▶ Exercise text
== Segment start ==

Maryland Elections Administrator Jared DeMarinis isn't mincing words about President Trump's latest executive order on mail-in voting: it's a direct threat to state election workers for doing their jobs.

"We have the threat of federal prosecution hanging over our heads," DeMarinis told WBAL NewsRadio on Monday.

The executive order, signed last week, mandates the creation of a federal list of eligible voters in every state and imposes new restrictions on mail-in ballots. But the real concern for state officials isn't just the policy—it's the enforcement mechanism. Trump's order threatens criminal prosecution of state elections administrators who don't fall in line.

DeMarinis warned the order will have a "chilling effect" on state elections officials nationwide. He pointed out what should be obvious: the Constitution explicitly places election administration in the hands of states, not the federal government. That's why Maryland has joined nearly two dozen other states in challenging the order in court.

"First and foremost, he's basically threatened elections officials for doing their jobs," DeMarinis said.

The timing is notable. Trump has spent years baselessly attacking mail-in voting as fraudulent, despite his own administration's cybersecurity officials calling the 2020 election "the most secure in American history." Now he's using executive power to federalize election administration—a move that legal experts say violates the Tenth Amendment and multiple Supreme Court precedents affirming state control over voting procedures.

== Segment end ==

▶ Prompt 1
Answer these questions from the article on Maryland's elections administrator, one line each:
(a) Which radio outlet did DeMarinis speak to on Monday?
(b) What two things does the executive order require?
(c) How many other states has Maryland joined in challenging the order in court?
▶ Prompt 2
Summarize the article on Maryland's elections administrator in two sentences.
▶ Prompt 3
Extend the article on Maryland's elections administrator by writing what comes after its final sentence.
The material after this note has no connection to the article above.

▶ Entries provided

== Segment start ==

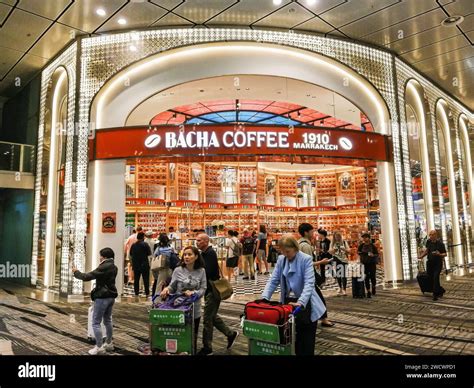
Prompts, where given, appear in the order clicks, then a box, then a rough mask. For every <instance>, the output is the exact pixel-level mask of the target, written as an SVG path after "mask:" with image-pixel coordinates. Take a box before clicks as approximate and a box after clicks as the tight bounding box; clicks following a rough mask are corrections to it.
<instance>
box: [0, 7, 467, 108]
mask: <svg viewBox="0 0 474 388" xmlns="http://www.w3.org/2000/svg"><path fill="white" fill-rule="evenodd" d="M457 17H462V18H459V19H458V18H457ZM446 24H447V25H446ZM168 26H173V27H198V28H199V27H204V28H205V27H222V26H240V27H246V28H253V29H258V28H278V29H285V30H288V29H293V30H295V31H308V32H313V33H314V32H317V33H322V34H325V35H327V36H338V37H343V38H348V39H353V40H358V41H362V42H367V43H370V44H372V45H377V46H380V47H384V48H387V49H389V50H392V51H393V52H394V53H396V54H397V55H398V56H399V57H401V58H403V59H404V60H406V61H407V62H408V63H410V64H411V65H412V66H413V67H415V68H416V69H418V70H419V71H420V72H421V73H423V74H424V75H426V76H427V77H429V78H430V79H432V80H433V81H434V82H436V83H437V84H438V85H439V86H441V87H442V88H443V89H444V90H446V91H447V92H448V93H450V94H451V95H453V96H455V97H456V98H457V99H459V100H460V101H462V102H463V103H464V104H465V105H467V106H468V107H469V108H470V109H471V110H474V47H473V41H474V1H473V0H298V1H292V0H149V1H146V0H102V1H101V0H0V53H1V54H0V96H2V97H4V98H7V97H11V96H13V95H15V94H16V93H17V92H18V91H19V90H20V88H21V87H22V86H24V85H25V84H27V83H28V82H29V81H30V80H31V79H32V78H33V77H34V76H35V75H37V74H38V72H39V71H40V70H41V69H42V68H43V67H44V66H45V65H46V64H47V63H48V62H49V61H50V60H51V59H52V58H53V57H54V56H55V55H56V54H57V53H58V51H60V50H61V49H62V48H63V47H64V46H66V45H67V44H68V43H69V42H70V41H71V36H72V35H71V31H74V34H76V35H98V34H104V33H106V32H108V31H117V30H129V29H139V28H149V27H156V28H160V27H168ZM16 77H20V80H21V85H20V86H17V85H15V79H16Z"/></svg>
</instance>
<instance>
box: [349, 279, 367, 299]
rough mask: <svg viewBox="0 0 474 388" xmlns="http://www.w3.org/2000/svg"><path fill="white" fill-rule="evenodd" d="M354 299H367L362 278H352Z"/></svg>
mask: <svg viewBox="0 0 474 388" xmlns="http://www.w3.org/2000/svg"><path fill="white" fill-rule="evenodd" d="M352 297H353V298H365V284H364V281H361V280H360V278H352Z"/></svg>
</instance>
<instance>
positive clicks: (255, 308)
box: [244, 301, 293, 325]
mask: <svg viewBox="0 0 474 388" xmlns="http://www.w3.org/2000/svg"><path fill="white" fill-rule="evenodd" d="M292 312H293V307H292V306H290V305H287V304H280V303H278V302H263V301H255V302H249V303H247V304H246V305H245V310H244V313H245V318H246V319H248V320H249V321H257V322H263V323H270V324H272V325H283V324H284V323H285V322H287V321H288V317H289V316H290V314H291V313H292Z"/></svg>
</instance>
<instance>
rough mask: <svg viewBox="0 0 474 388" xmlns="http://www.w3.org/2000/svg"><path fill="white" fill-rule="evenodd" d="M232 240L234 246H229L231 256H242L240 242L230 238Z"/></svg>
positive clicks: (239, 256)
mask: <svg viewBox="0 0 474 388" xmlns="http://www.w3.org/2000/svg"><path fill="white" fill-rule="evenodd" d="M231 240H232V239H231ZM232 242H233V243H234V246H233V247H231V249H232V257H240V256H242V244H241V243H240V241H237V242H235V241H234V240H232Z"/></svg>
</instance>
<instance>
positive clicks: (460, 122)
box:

== Segment end ==

▶ Final answer 1
(a) WBAL NewsRadio
(b) It requires the creation of a federal list of eligible voters in every state and imposes new restrictions on mail-in ballots.
(c) Nearly two dozen

▶ Final answer 2
Maryland Elections Administrator Jared DeMarinis said President Trump's executive order on mail-in voting threatens state election workers with federal prosecution for doing their jobs and will have a "chilling effect" on officials nationwide. The order creates a federal list of eligible voters and restricts mail-in ballots, and Maryland has joined nearly two dozen other states in challenging it in court on the grounds that the Constitution gives election administration to the states.

▶ Final answer 3
Maryland's mail-in ballot system, DeMarinis emphasized, is already "safe, secure and transparent." The state tracks every ballot through the system, providing accountability at every step. The executive order doesn't address any actual security gap—it creates a federal registry and imposes federal oversight where none is constitutionally permitted.

The broader pattern is unmistakable. This is the same administration that has used executive orders to bypass Congress on everything from immigration enforcement to agency dismantling. Now Trump is targeting the election infrastructure itself, threatening the very officials responsible for administering free and fair elections.

When state workers face federal prosecution for following state law and constitutional authority, that's not election security. That's authoritarian overreach.

The legal challenges from Maryland and other states will test whether the courts are willing to enforce constitutional limits on executive power—or whether Trump can simply threaten his way into controlling state election systems from Washington.

For now, DeMarinis and his colleagues are doing their jobs despite the threats. But the message has been sent: fall in line, or face federal prosecution. That's not how democracy is supposed to work.